Saved entries:
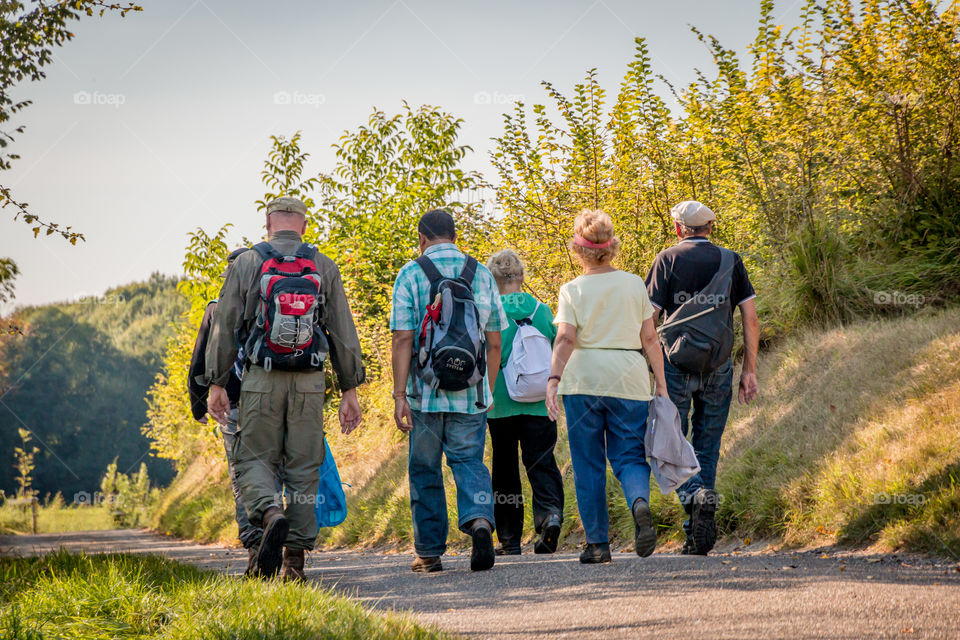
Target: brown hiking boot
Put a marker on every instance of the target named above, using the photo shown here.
(293, 562)
(426, 565)
(270, 552)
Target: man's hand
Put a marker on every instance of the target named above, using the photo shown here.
(553, 406)
(218, 404)
(349, 414)
(401, 414)
(749, 387)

DIRECTIONS FOR THIS TASK >>
Repeat every row above word for word, leaving out the pictures.

WRITTEN SOLUTION >>
Target: brown hiking boot
Put a marker on every instance of the target named above, using the photo shown here.
(293, 562)
(426, 565)
(270, 552)
Target: man's hand
Put a marker on every instance of the target named above, using the photo shown here.
(553, 406)
(218, 404)
(349, 414)
(401, 414)
(749, 387)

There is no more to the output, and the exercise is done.